• Tekstfragment:
===

Essay vol rouw en hoop
Hebben we de kerk nodig?
De schrijver is somber gestemd over de alsmaar slinkende kerk. In de eerste helft van dit boek beschrijft hij zeven pogingen om de kerk te redden. Naar zijn mening zijn ze allemaal mislukt. In de tweede helft doet hij verslag van interviews met enkele bekende bekeerlingen en stelt hij de vraag of de maatschappij zonder kerk kan bestaan.
Auteur
Dr. Aarnoud van der Deijl (1964) is al 30 jaar predikant, tot voor kort in Hoofddorp en nu in Abcoude. Veel artikelen van hem verschenen in Woord & Dienst. Hij is auteur van de boeken Doornse Catechismus, Doornse Levenskunst en van de spirituele reisgids Inspirerend Zeeland.
Over de rol van de predikant in de kerk is Van der Deijl tamelijk kritisch en ongenuanceerd. Op meerdere plaatsen in het boek beweert hij dat van de predikant verwacht wordt dat hij niet saai is, maar humoristisch. Hij moet de rituelen opleuken. Zo wordt hij een soort cabaretier. De kerkganger wordt een consument die gaat shoppen. Het is heel normaal dat de kerkganger graag luistert naar een predikant die de Bijbelse boodschap levendig en helder verkondigt. Maar dat een predikant cabaretier moet zijn is een overdreven opvatting. Hetzelfde geldt voor wat de schrijver over pastoraat zegt. Sommige predikanten specialiseren zich in het pastoraat als vorm van hulpverlening en worden halve therapeuten. Ook dit is wat overdreven. Overigens komt het pastoraat nauwelijks aan de orde, terwijl een goed georganiseerd pastoraat zeker belangrijk is voor het behoud van de kerk.
In het hoofdstuk ‘zeven plannen die de kerk niet konden redden’ geeft de schrijver een overzicht van de ontwikkeling in de kerken gedurende de laatste tientallen jaren. Het gaat om de volgende plannen: opvattingen moderniseren, rituelen opleuken, verhalen ontmythologiseren, maatschappelijke relevantie, een vitale gemeente, beeldende expressie en ervaringen centraal stellen. Elk plan wordt uitvoerig besproken en in elk plan schuilt wel iets positiefs, maar de conclusie is steeds hetzelfde: dit plan redt de kerk niet.
Het eerste deel met al die mislukte pogingen is nogal somber makend. Gelukkig klinken in het tweede deel ook positieve geluiden. Centraal staat de vraag: Wat gaan we missen als er geen kerk meer is? Van der Deijl geeft ook zijn eigen antwoord. Wat vindt hij in de kerk? Het gevoel van verbinding met anderen, de rust, de muziek en de goede woorden (die hoe dan ook klinken in Bijbelteksten en gebeden).
Er zijn ook mensen die de kerk niet bezoeken en / of niet geloven, hoewel ze toch gehecht zijn aan de christelijke cultuur. Dat kan soms slaan op kerkgebouwen. Daarover zegt de schrijver Paul Mercier: Ik wil niet in een wereld leven zonder kathedralen. Ik heb hun schoonheid en verhevenheid nodig als verzet tegen de platvloersheid van de wereld. Het kan ook slaan op muziek, zoals de Matthäus-Passion. Yvonne Zonderop noemt zichzelf ‘cultuurchristen’: ze gelooft niet dat de kerk nog een noodzakelijke voorwaarde vormt voor de christelijke cultuur. Het christendom heeft zich zo verstrengeld met de cultuur dat het via schilderijen, concerten en literatuur tot ons zal blijven spreken.

===

• Lokalisatiegegevens met één punt per instantie:
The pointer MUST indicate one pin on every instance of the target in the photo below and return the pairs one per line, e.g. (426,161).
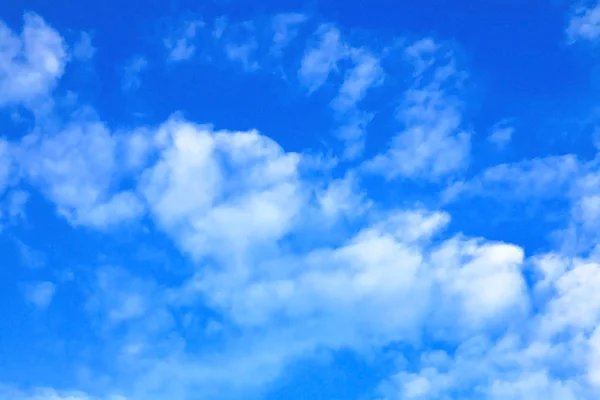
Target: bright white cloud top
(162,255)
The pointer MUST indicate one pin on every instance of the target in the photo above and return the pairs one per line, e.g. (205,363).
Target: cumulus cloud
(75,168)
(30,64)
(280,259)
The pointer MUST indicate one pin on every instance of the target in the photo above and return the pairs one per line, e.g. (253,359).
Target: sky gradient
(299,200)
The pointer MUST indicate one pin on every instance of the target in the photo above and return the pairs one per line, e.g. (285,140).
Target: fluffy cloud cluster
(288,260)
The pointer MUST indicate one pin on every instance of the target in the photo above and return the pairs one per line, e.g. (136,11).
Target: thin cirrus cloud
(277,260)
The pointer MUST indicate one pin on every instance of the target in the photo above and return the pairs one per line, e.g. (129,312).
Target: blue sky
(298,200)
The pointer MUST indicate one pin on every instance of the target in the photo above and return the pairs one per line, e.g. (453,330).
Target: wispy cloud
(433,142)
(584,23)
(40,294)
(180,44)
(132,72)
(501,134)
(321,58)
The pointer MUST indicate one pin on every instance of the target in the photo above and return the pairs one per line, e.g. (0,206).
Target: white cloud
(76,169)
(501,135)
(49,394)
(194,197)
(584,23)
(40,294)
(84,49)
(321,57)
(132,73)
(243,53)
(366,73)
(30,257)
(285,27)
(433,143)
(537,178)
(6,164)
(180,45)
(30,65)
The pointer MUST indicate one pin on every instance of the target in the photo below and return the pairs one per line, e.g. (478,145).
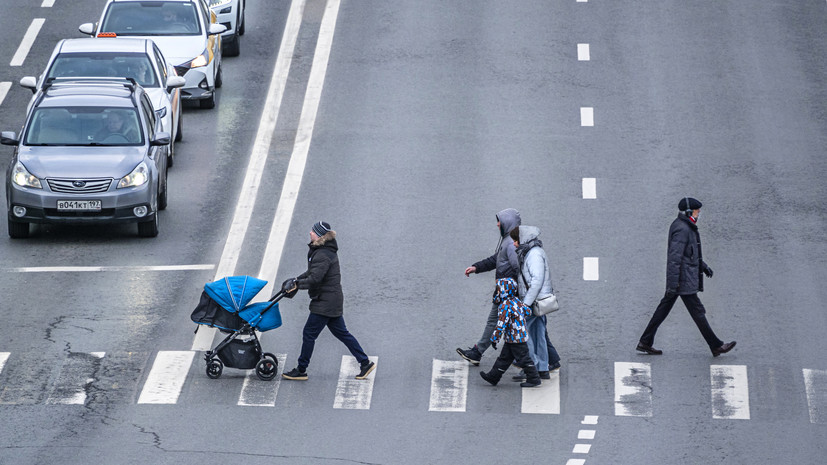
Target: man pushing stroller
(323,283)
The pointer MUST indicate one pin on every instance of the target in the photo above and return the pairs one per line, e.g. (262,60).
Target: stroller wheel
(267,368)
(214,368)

===

• Opgavegegevens:
Beantwoord de volgende vragen over de boekbespreking over de kerk.
(a) Hoeveel jaar is Aarnoud van der Deijl volgens de boekbespreking al predikant?
(b) Welke vraag staat centraal in het tweede deel van het boek?
(c) Hoe noemt Yvonne Zonderop zichzelf?

• Uitwerking opgave:
(a) Hij is al 30 jaar predikant.
(b) De vraag "Wat gaan we missen als er geen kerk meer is?"
(c) Ze noemt zichzelf "cultuurchristen".